**Records provided:**
*****

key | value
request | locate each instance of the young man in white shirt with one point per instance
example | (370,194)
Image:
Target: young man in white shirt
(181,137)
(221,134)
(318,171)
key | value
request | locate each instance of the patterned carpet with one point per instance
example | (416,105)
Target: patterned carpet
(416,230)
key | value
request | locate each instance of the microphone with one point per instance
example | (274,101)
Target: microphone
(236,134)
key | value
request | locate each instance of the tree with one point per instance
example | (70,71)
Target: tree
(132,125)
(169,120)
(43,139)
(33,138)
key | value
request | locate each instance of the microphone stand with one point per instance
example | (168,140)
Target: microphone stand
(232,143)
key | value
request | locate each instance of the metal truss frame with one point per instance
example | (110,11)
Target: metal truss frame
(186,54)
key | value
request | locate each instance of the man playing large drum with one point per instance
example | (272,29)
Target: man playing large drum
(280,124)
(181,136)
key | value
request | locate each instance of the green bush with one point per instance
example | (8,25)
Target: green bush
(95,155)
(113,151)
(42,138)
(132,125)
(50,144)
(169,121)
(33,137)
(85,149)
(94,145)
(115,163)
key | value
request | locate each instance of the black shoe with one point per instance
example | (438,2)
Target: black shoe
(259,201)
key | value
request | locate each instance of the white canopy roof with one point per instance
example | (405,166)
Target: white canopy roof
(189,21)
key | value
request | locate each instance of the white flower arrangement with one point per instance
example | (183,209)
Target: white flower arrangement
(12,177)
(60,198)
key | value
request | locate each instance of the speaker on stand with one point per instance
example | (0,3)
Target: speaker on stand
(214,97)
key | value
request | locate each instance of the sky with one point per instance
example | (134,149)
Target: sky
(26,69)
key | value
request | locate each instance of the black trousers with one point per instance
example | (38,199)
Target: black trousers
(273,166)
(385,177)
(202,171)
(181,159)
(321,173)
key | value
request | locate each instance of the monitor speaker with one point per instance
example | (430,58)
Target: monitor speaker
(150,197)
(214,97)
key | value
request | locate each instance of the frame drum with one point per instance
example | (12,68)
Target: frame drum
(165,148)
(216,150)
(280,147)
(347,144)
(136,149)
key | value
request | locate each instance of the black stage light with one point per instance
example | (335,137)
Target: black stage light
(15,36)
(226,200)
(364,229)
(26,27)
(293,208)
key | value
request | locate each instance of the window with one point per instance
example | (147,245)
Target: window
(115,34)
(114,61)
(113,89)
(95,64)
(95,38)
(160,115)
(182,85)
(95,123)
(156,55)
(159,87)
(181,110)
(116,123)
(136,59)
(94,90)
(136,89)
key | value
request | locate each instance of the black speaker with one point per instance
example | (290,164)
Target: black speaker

*****

**Work order:** Out of the data above, set down the lines from the one with "Target: patterned carpet" to the one with "example | (8,25)", both included, exactly as written and with no additions.

**Written solution:**
Target: patterned carpet
(416,230)
key | value
request | locate each instance of the microphone with one point per instance
example | (274,101)
Target: microphone
(236,134)
key | value
request | locate each instance of the tree with one point per instance
example | (70,71)
Target: tree
(132,125)
(169,120)
(43,139)
(33,138)
key | value
request | locate each instance of the microphone stand with one point per instance
example | (168,140)
Target: microphone stand
(232,143)
key | value
request | locate each instance of the metal truss frame with one point per instance
example | (110,11)
Target: metal truss frame
(186,54)
key | value
request | locate each instance of the man playing large drum with one point per instance
example | (272,29)
Target: man playing large drum
(280,124)
(181,136)
key | value
request | locate each instance of the green bush with one point per instance
example | (8,25)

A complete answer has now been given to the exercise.